Extrait du texte:
★ ★ ★

Cavaddu est inconstructible.
Le Conseil d’État vient de confirmer la décision de la Cour d’appel de Marseille annulant le PLU DE L’ÎLE DE CAVADDU sur la commune de Bunifaziu. En septembre 2016, ABCDE et U Levante avaient publié cette décision, implacable, très argumentée et très pédagogique, démontrant qu’en décembre 2013, la commune avait illégalement rendu constructibles des milliers de m2 sur cet îlot au cœur de la réserve naturelle de Bonifacio. Papier à relire ci-dessous* :
Corse-Matin** dans son édition du 11 juillet 2017 ne s’y est pas trompé et a titré : “… la commune de Bonifacio avait voté une modification de son PLU, ouvrant la voie à de nouvelles constructions sur l’île.”
Pour tenter de se justifier, la commune prétend que le PLU antérieur, remis en vigueur du fait de l’annulation, était plus permissif que le dernier, et qu’en conséquence il y aura davantage encore de constructibilité sur Cavaddu.

★ ★ ★

Consigne a: Pourriez-vous recopier mot pour mot les lignes des enregistrements, depuis celle qui contient « Task: point to every instance of the white wristband. » jusqu'à la dernière ligne des enregistrements, toutes deux incluses ?
Le texte et les enregistrements sont indépendants l'un de l'autre.

★ ★ ★

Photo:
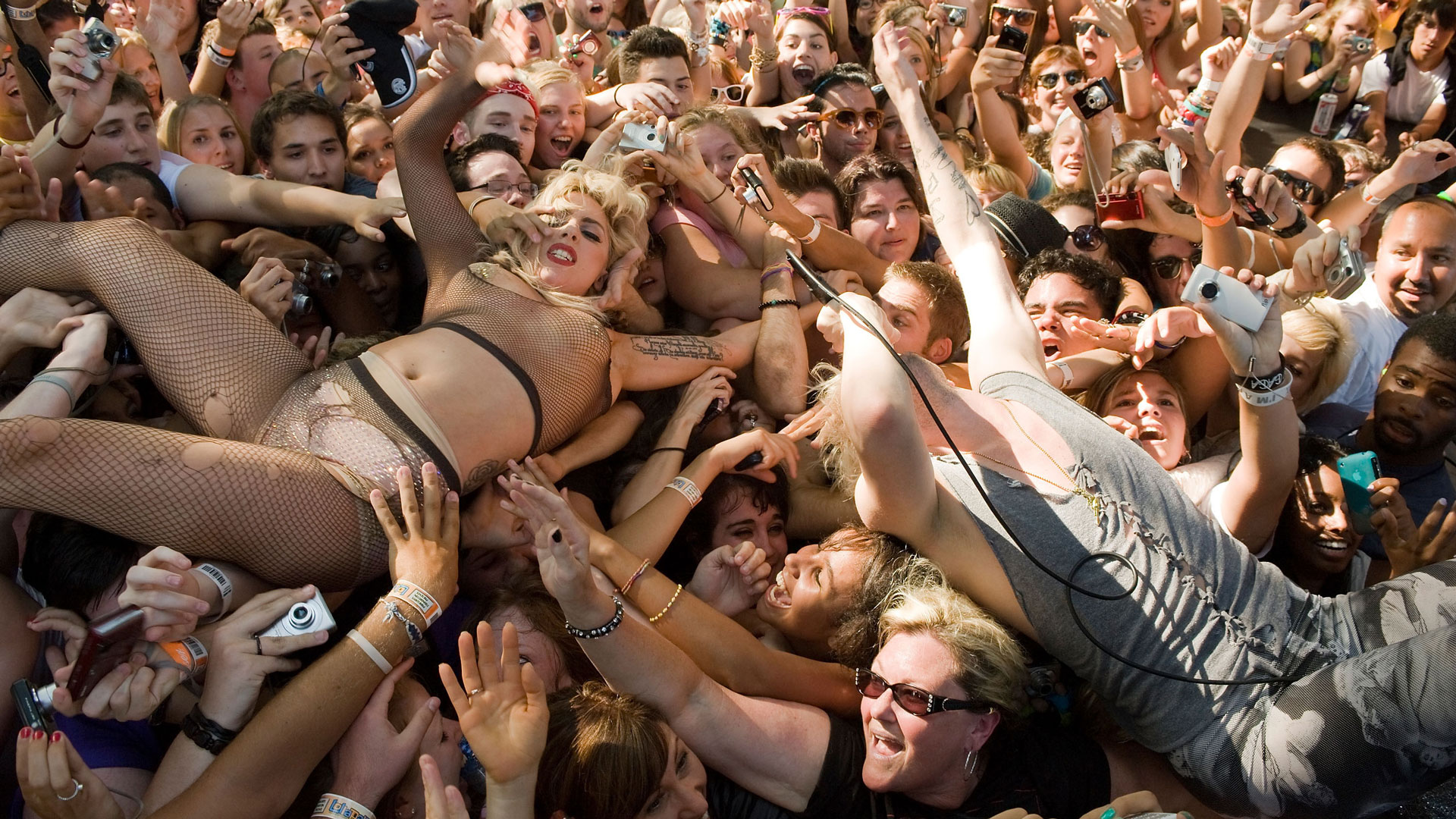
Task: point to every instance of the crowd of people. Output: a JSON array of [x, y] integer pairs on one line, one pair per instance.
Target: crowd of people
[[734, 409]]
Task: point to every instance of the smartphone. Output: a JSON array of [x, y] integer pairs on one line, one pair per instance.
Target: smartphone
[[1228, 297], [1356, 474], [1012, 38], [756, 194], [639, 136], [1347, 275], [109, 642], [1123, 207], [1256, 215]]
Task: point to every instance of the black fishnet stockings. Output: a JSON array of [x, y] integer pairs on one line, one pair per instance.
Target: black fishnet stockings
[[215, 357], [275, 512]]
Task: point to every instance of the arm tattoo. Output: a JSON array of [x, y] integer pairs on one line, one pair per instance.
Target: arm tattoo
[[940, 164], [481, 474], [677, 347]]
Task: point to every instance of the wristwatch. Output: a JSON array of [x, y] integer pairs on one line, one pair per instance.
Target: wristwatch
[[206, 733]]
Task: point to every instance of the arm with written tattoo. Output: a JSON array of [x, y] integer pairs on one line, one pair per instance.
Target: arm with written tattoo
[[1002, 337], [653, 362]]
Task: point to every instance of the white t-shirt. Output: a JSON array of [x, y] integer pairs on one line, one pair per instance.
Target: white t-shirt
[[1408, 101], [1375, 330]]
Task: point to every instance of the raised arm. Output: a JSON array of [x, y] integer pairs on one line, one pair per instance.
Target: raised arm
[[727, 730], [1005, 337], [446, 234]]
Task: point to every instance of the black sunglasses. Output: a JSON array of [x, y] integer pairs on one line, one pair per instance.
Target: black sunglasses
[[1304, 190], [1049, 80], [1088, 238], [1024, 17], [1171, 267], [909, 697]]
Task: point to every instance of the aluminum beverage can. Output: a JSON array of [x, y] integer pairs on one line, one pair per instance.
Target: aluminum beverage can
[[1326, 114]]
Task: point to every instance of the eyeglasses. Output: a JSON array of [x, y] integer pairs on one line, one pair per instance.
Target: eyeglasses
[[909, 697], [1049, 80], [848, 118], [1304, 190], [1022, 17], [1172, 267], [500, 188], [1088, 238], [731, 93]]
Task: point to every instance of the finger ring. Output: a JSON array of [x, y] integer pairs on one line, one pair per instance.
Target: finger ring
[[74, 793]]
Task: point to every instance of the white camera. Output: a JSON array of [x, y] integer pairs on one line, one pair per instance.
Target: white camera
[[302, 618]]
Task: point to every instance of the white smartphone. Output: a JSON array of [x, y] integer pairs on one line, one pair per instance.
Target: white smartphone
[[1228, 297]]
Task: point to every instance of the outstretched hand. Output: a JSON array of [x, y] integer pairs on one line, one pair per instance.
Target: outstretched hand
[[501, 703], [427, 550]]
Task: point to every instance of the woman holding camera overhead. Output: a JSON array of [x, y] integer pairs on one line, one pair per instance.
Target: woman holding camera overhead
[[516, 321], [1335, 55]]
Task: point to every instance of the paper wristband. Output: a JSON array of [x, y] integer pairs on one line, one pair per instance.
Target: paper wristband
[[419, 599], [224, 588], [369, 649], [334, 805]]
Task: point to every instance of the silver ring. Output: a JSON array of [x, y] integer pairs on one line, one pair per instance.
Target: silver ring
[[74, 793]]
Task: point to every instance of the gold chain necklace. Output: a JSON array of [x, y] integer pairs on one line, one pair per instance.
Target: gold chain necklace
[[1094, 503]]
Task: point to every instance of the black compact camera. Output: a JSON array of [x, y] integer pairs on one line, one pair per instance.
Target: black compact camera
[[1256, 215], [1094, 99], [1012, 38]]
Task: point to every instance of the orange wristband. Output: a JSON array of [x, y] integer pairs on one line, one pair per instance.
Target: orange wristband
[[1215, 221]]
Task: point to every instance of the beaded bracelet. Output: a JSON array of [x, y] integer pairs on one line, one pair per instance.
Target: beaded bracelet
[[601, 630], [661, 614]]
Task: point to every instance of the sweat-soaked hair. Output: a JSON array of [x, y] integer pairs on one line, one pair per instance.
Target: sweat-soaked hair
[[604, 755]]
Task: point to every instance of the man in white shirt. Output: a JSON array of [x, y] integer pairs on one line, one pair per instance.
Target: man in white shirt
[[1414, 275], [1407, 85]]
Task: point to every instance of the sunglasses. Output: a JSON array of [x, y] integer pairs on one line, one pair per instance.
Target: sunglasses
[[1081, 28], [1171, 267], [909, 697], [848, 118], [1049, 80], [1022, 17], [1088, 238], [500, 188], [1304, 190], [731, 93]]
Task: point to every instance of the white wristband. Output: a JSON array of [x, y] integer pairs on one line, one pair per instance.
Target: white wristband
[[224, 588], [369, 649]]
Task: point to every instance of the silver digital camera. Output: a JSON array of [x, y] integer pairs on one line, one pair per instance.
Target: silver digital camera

★ ★ ★

Consigne b: Pouvez-vous réduire à une courte liste à puces le paragraphe du texte sur Cavaddu qui commence par « Le Conseil d'État vient de confirmer », en conservant ses faits principaux ?

Réponse attendue a:
Task: point to every instance of the white wristband. Output: a JSON array of [x, y] integer pairs on one line, one pair per instance.
Target: white wristband
[[224, 588], [369, 649]]
Task: point to every instance of the silver digital camera. Output: a JSON array of [x, y] integer pairs on one line, one pair per instance.
Target: silver digital camera

Réponse attendue b:
- Le Conseil d'État a confirmé la décision de la Cour d'appel de Marseille qui annulait le PLU de l'île de Cavaddu, sur la commune de Bunifaziu.
- ABCDE et U Levante avaient publié cette décision en septembre 2016.
- Elle démontrait qu'en décembre 2013, la commune avait illégalement rendu constructibles des milliers de m2 sur cet îlot situé au cœur de la réserve naturelle de Bonifacio.